[START OF Document]

The periodical reports submitted by the Internal Auditors and by the concerned department Heads of the Company with regards to compliance of Laws applicable to the Company as well as steps taken by the Company to rectify instances of noncompliances, if any, are being reviewed by Audit Committee and the Board of Directors as per Regulation 17 (3) of SEBI (LODR) Regulations, 2015. Compliance Certificate signed by the Executive Director and Chief Financial Officer is placed before the Board of Directors as specified in Part B of Schedule II of SEBI (LODR) Regulations, 2015.

e) Code of Conduct:

The Board of Directors of the Company has approved a ‘Code of Conduct’ for all Board members and Senior Management Personnel. The Code has been circulated to all the members of the Boardand Senior Management Personnel and they have affirmed the compliance of the same. A copy of the Code of Conduct is also posted on the website of the Company viz. www.grmrice.com.A confirmation from the Executive Director/ Chief Executive Officer affirming Compliance of the Code of Conduct by the members of the Board/ Senior Management forms part of this report.

3. Information Supplied to the Board:-

The board is supplied with the necessary information as stipulated in Part A of Schedule II of Sebi ( LODR) Regulations, 2015 to the extent applicable.

4. COMMITTEES OF THE BOARD

a) Audit Committee

i) Terms of Reference:

Apart from all the matters provided in as per SEBI (Listing Obligations and Disclosures requirements) Regulations, 2015 and section 177 of the Companies Act 2013, the Audit committee reviews reports of the internal auditor, meets statutory auditors as and when required and discusses their findings, suggestions, observations and other related matters. It also reviews major accounting policies followed by the company.

[END OF Document]

What the exercise asks: According to the text on board governance, who signs the Compliance Certificate that is placed before the Board of Directors?

[START OF Data provided]

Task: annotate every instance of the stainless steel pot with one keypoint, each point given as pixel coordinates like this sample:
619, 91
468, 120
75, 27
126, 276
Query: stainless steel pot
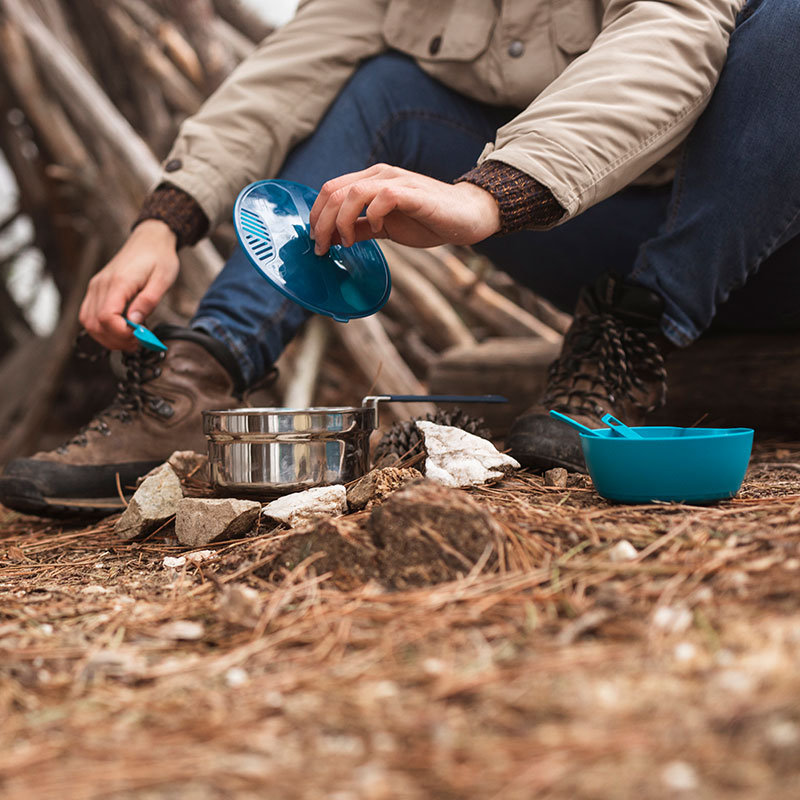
275, 451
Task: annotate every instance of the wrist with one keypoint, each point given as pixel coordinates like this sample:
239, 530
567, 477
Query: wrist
178, 210
156, 232
484, 208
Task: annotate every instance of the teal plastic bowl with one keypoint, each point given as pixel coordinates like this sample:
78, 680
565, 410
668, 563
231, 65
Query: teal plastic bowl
683, 465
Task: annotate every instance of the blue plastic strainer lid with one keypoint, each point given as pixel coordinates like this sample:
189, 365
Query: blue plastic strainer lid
271, 219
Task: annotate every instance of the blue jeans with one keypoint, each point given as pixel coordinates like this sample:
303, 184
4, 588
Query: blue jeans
730, 217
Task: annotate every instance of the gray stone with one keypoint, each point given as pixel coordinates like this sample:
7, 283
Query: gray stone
200, 520
556, 477
185, 464
377, 485
321, 501
188, 464
153, 503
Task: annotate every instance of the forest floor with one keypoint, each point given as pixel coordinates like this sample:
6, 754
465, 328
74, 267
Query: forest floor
509, 657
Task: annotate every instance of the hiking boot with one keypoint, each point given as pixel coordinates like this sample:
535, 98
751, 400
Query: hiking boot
157, 410
611, 362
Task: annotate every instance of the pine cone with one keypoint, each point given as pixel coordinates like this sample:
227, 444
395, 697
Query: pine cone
403, 439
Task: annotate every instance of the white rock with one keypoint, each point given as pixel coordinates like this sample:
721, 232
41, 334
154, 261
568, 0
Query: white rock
680, 776
322, 501
153, 503
236, 676
685, 652
240, 605
672, 619
457, 458
199, 521
200, 556
623, 550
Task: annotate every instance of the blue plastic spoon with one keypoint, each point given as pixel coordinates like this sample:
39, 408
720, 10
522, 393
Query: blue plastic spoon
579, 426
620, 428
146, 337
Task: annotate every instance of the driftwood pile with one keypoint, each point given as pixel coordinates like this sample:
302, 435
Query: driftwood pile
91, 97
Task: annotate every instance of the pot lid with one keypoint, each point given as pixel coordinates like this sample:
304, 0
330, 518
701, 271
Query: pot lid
271, 220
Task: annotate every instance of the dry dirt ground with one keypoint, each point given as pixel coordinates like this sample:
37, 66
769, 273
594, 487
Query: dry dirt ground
445, 644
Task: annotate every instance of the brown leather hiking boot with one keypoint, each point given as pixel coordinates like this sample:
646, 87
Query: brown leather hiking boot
157, 410
612, 361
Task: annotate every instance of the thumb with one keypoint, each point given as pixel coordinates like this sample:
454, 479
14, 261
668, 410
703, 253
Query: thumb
145, 302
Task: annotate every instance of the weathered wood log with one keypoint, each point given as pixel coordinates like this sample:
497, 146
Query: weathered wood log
462, 287
177, 89
443, 327
169, 35
35, 401
513, 367
47, 117
197, 19
725, 380
244, 19
374, 354
239, 44
733, 380
88, 103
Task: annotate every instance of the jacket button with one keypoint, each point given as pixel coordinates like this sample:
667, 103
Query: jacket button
516, 48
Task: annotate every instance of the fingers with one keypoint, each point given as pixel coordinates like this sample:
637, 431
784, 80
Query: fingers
341, 212
136, 278
109, 326
145, 302
335, 184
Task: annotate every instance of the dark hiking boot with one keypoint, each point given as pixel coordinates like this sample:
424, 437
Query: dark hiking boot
612, 361
157, 410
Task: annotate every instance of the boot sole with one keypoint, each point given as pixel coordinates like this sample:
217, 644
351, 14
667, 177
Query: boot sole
25, 497
542, 443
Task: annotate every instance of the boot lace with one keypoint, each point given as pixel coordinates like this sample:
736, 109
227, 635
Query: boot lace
605, 363
141, 367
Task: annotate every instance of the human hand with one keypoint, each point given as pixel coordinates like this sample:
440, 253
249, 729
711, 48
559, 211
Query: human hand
404, 206
136, 278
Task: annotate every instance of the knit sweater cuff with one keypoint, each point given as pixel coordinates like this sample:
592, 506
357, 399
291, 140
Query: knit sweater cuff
523, 201
179, 210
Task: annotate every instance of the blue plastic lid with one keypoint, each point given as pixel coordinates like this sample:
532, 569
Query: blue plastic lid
271, 219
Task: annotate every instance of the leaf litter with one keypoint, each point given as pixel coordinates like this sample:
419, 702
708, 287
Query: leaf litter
455, 643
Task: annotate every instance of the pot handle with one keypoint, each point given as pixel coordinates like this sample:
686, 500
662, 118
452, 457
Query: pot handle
373, 400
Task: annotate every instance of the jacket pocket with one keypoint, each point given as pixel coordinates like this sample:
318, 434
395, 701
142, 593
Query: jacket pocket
576, 24
444, 30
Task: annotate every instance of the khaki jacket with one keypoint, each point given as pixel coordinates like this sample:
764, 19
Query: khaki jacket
607, 88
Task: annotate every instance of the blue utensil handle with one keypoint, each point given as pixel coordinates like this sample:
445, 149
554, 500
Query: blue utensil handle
444, 398
579, 426
620, 427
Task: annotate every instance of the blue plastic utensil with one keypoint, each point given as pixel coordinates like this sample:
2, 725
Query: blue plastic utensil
620, 427
579, 426
271, 221
146, 337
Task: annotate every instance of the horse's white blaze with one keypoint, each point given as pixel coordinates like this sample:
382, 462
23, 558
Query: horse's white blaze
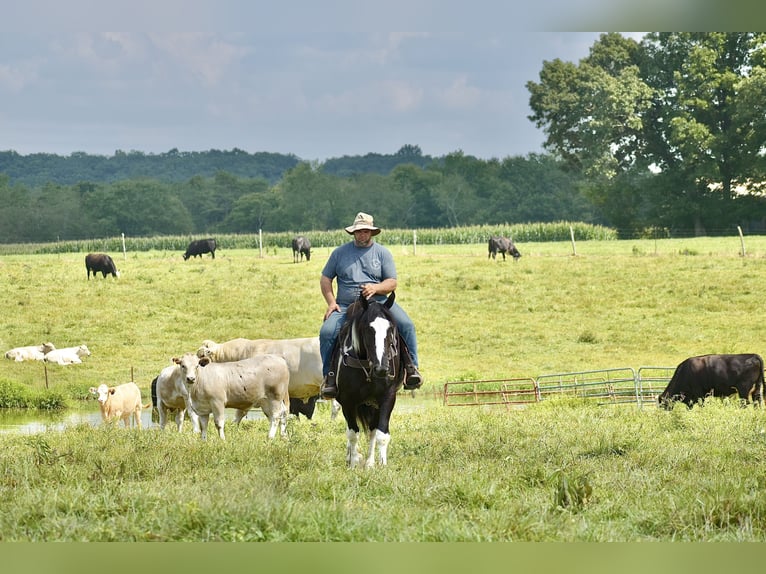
380, 326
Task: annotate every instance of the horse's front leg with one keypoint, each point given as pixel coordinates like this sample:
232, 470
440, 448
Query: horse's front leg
378, 439
353, 456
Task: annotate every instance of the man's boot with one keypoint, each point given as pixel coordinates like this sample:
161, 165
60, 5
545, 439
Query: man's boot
413, 380
330, 386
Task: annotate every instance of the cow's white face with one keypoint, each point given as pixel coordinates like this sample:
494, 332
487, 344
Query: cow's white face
102, 392
188, 364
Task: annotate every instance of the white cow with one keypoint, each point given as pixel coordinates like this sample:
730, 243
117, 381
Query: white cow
301, 354
120, 402
258, 381
169, 394
67, 355
31, 353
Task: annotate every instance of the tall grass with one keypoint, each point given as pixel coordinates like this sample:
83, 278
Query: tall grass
557, 470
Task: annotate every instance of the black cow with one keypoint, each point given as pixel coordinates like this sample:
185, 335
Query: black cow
300, 407
100, 262
301, 247
200, 246
503, 245
716, 375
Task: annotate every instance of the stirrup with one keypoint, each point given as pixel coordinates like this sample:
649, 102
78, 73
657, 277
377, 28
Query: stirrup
329, 387
413, 379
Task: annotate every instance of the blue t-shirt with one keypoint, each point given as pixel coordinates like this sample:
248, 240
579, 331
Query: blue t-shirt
352, 266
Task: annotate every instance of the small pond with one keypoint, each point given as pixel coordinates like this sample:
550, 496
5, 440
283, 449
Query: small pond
32, 421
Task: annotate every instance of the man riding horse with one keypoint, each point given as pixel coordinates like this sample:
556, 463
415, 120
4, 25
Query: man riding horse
364, 267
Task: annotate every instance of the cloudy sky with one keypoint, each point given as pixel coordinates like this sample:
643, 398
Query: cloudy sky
307, 78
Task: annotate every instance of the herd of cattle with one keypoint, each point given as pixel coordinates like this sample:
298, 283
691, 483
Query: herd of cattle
284, 376
104, 264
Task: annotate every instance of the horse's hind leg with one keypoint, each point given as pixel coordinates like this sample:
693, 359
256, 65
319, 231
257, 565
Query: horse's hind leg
353, 456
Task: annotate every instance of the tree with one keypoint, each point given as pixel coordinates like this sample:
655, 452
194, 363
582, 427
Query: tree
674, 124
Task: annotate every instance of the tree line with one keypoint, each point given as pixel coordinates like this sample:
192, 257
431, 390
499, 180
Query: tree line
668, 132
455, 190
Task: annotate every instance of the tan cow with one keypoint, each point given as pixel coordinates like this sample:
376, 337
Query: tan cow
120, 402
260, 381
169, 394
67, 355
301, 355
30, 353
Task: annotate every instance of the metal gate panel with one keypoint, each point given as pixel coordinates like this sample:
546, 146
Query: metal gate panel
606, 386
508, 392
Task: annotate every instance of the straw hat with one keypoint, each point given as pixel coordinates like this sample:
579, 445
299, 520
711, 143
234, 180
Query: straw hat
363, 221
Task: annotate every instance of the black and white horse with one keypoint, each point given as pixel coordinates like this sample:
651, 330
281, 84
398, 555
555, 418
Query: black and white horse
370, 372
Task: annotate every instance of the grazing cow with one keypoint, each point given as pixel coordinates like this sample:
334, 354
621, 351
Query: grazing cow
120, 402
716, 375
259, 381
200, 246
67, 355
31, 353
302, 357
169, 394
100, 262
301, 247
503, 245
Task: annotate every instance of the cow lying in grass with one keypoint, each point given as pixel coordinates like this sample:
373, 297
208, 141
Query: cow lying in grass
67, 355
30, 353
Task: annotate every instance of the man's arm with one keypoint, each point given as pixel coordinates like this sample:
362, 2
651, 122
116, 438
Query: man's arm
383, 288
325, 285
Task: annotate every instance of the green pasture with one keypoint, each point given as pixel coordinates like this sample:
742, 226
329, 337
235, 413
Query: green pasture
560, 470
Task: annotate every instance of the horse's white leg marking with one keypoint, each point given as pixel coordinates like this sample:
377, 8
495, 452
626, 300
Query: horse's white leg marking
382, 439
335, 409
380, 326
372, 438
273, 421
353, 455
283, 420
204, 420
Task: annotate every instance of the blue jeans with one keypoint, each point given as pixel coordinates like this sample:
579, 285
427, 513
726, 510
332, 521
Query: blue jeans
328, 334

[END OF Data provided]

Answer below: The Executive Director and Chief Financial Officer